**Kutipan Dokumen:**
◆ ◆ ◆

Dilalap Keadaan

  Penulis : Nova Alfian Hariyanto

        Kemanusiaan yang adil dan beradab. Diawali dengan pancasila sila ke – 5 merupakan puncak dari kesatuan dari beberapa tahap ketatanegaraan. Masyarakat memiliki daya tahan untuk mempertahankan diri dari alur hegemoni yang semakin menjadi lebih terkoneksi dan tertata rapi. Mereaksikan sistem dan merefleksi cara berpikir, mneginisiasi informasi dan mendekomposisi plagiasi, menginduksi bahaya dan mengoptimalisasi cahaya, mengadisi suasana dan mengomplekan dinamika. Begitu sederhana dalam tulisan seluruh permasalahan digambarkan, diteorikan, disusun dan dicari solusinya.

            Tepi jalan raya membawa suasana hangat, hening dan haru untuk berbagai retorika. Mereka yang memberikan segala potensi dan memperbaiki diri. Mekanisme sederhana sekarang sudah menurun, menghilang dan tergantikan oleh penjajahan yang kita terima dengan senang, bahagia maupun terkesan sangat mengagumkan. Peranan seluruh pihak diperlukan sehingga cita – cita luhur segera dicapai, atau sengaja untuk mencapai cita – cita luhur cukup seperti ini, atau ini adalah puncak dari cita – cita luhur, atau seperti apa cita – cita luhur yang diinginkan meski sudah terdapat landasan.

◆ ◆ ◆

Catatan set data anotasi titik
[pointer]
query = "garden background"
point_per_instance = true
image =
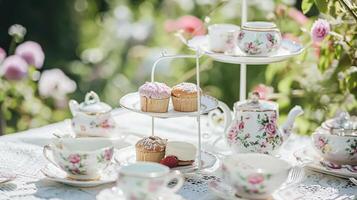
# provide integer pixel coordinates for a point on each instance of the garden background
(109, 46)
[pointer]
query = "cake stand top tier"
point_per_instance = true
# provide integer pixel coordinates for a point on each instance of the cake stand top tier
(287, 50)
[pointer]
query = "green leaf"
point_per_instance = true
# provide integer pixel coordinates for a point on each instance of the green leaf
(306, 5)
(321, 5)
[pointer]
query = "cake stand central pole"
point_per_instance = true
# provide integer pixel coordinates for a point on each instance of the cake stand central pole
(198, 108)
(243, 67)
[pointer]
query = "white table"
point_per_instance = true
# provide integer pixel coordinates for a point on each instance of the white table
(31, 185)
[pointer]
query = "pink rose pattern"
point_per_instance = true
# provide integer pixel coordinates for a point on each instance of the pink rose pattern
(268, 137)
(106, 156)
(257, 46)
(75, 165)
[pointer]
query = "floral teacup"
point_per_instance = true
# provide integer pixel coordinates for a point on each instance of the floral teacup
(336, 148)
(222, 37)
(253, 175)
(259, 38)
(146, 180)
(80, 158)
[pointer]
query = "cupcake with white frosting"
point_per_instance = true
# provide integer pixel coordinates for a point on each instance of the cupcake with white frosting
(154, 97)
(184, 97)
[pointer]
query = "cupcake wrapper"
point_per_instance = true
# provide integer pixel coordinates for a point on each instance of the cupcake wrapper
(154, 105)
(184, 104)
(149, 156)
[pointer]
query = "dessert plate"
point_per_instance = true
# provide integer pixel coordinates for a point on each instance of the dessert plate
(128, 155)
(116, 194)
(131, 102)
(53, 173)
(287, 50)
(316, 163)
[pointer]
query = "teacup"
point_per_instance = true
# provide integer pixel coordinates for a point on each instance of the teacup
(81, 158)
(254, 175)
(259, 38)
(146, 180)
(222, 37)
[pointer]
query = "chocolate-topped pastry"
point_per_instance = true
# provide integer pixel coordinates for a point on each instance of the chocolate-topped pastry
(184, 97)
(151, 149)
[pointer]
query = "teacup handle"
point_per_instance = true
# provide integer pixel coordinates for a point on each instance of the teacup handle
(47, 148)
(180, 181)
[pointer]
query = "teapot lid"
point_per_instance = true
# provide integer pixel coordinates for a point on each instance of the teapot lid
(93, 105)
(342, 124)
(254, 104)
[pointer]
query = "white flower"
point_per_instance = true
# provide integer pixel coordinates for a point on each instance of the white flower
(54, 83)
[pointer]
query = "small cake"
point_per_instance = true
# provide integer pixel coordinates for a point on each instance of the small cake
(184, 97)
(151, 149)
(179, 154)
(154, 97)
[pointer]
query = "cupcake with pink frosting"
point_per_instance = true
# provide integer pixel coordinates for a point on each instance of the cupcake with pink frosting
(154, 97)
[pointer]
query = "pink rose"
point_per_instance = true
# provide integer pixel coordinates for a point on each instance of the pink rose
(298, 16)
(255, 179)
(108, 154)
(32, 53)
(190, 24)
(14, 68)
(2, 54)
(270, 128)
(320, 29)
(74, 158)
(264, 91)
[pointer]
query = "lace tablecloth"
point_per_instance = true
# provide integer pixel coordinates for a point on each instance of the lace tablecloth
(21, 154)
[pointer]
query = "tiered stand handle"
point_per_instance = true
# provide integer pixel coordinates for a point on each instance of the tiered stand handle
(197, 57)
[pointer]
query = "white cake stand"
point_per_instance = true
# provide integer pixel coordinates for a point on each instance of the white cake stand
(199, 45)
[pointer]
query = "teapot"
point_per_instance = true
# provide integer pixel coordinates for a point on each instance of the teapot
(254, 125)
(91, 118)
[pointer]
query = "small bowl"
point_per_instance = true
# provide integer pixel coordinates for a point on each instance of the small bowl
(254, 175)
(339, 149)
(259, 38)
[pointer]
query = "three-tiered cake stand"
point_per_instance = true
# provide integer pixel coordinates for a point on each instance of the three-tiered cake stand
(207, 103)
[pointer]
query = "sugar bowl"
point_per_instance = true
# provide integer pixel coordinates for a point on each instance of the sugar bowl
(91, 117)
(336, 139)
(259, 38)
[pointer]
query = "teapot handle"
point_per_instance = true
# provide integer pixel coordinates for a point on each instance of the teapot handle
(227, 115)
(91, 98)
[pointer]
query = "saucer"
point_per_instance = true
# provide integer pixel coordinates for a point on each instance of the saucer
(224, 191)
(128, 155)
(53, 173)
(287, 50)
(316, 163)
(116, 194)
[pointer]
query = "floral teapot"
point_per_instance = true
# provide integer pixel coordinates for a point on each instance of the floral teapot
(254, 126)
(91, 117)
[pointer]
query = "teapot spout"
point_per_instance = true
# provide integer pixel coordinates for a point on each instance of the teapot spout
(288, 125)
(73, 107)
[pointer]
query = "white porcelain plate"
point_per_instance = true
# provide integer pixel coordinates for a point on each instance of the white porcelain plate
(287, 50)
(317, 163)
(131, 102)
(116, 194)
(128, 155)
(53, 173)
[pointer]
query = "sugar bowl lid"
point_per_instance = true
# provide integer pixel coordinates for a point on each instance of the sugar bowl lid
(343, 124)
(93, 105)
(254, 104)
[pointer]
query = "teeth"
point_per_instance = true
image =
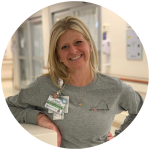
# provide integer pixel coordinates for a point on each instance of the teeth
(76, 57)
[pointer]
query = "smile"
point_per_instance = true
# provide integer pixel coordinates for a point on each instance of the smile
(76, 58)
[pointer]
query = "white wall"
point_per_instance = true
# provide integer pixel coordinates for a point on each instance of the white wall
(7, 52)
(117, 35)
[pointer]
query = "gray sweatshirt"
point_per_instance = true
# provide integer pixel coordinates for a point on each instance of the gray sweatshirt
(83, 126)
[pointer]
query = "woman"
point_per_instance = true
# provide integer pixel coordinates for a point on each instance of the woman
(94, 98)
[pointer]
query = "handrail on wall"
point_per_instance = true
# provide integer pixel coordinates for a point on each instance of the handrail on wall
(125, 79)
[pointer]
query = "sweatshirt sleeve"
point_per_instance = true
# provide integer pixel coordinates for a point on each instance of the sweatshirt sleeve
(132, 102)
(22, 106)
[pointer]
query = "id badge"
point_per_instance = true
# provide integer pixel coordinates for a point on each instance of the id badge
(55, 105)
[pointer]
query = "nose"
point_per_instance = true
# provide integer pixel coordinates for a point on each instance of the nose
(72, 49)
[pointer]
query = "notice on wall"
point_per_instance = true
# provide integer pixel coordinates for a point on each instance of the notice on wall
(133, 45)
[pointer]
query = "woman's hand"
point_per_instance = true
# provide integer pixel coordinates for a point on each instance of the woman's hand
(44, 121)
(58, 136)
(109, 137)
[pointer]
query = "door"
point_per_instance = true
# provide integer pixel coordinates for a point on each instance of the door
(30, 54)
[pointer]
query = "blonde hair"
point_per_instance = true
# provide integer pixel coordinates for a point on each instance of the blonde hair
(56, 69)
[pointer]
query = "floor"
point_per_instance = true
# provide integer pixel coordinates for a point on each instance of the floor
(8, 90)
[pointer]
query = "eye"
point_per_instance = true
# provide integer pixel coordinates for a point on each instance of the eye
(78, 42)
(63, 47)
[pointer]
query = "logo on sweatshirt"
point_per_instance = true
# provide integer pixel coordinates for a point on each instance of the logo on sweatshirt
(100, 106)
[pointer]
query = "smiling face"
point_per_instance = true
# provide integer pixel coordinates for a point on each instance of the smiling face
(72, 44)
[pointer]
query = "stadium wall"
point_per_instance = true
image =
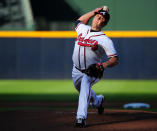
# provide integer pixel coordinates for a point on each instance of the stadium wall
(40, 57)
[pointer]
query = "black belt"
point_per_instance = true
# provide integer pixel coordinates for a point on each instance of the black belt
(83, 71)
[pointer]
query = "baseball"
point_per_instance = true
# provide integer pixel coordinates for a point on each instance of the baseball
(106, 8)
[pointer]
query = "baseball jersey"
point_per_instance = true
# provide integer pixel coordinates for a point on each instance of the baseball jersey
(90, 46)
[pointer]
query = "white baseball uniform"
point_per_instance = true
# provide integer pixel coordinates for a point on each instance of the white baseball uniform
(89, 48)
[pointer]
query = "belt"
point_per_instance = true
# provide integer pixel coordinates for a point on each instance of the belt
(83, 71)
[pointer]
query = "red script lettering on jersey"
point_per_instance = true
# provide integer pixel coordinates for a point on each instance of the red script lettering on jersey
(87, 42)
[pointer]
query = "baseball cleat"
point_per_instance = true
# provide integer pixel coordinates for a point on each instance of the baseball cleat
(80, 123)
(101, 107)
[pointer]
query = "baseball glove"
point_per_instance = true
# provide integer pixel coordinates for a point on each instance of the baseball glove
(95, 70)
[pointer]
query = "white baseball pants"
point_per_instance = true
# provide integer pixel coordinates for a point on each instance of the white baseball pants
(83, 84)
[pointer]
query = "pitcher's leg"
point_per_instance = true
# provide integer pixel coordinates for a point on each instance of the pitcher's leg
(84, 97)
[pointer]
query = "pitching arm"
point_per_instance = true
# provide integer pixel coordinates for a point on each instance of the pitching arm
(111, 62)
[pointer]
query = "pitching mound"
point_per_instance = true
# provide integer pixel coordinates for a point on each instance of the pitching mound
(60, 119)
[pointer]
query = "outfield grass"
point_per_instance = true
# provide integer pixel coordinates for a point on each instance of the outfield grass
(63, 90)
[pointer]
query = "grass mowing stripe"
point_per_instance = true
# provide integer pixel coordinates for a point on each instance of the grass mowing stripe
(63, 90)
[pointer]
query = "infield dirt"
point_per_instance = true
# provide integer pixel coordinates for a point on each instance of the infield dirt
(58, 117)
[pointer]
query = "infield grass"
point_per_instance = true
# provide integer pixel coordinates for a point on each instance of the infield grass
(63, 90)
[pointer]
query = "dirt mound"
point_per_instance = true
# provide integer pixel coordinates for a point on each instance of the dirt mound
(60, 119)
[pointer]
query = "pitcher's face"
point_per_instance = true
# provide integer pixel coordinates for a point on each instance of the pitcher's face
(98, 21)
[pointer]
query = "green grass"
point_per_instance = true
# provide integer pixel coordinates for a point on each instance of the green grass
(63, 90)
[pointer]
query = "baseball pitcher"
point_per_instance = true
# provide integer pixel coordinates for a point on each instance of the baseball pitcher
(90, 46)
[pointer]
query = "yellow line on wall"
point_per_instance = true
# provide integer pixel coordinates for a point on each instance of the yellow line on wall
(72, 34)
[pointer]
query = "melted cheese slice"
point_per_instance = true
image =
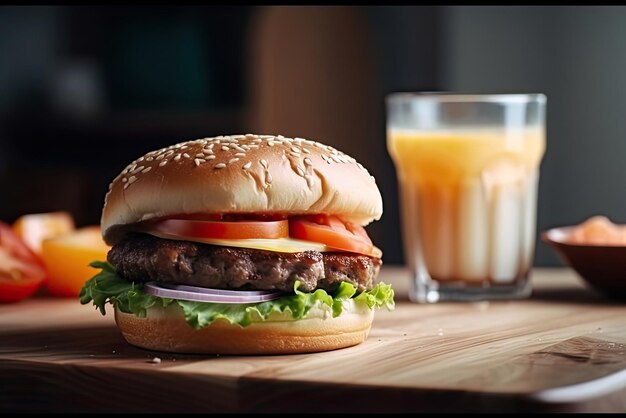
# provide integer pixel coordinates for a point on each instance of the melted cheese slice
(281, 245)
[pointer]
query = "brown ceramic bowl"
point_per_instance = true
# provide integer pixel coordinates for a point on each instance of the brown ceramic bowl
(602, 266)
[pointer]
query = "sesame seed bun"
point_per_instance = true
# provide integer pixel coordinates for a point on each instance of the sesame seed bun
(240, 174)
(165, 329)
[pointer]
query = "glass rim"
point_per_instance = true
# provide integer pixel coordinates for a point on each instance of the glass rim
(460, 97)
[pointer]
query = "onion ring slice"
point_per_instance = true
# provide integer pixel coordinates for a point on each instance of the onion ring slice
(203, 294)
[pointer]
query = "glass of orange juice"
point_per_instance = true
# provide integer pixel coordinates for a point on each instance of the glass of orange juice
(468, 170)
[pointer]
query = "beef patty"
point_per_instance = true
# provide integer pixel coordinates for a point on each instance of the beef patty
(143, 257)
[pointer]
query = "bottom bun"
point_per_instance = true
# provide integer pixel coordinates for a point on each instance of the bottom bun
(165, 329)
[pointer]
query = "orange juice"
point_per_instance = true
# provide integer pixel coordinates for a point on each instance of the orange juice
(468, 201)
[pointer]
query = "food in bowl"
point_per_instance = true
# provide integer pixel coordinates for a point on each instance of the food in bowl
(597, 230)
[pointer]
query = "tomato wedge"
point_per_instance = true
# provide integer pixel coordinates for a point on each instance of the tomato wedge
(222, 229)
(21, 270)
(333, 232)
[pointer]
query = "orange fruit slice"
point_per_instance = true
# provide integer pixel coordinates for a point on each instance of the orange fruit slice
(36, 227)
(67, 258)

◆ ◆ ◆

**Daftar Tugas:**
a: Tuliskan ulang tanpa mengubah apa pun bagian kutipan dokumen mulai dari "Dilalap Keadaan" sampai dengan "dan dicari solusinya.".
b: Pilih semua baris catatan yang memuat kata "cleat", lalu salin baris-baris itu apa adanya.

**Daftar Jawaban:**
a:
Dilalap Keadaan

  Penulis : Nova Alfian Hariyanto

        Kemanusiaan yang adil dan beradab. Diawali dengan pancasila sila ke – 5 merupakan puncak dari kesatuan dari beberapa tahap ketatanegaraan. Masyarakat memiliki daya tahan untuk mempertahankan diri dari alur hegemoni yang semakin menjadi lebih terkoneksi dan tertata rapi. Mereaksikan sistem dan merefleksi cara berpikir, mneginisiasi informasi dan mendekomposisi plagiasi, menginduksi bahaya dan mengoptimalisasi cahaya, mengadisi suasana dan mengomplekan dinamika. Begitu sederhana dalam tulisan seluruh permasalahan digambarkan, diteorikan, disusun dan dicari solusinya.

b:
query = "baseball cleat"
# provide integer pixel coordinates for a point on each instance of the baseball cleat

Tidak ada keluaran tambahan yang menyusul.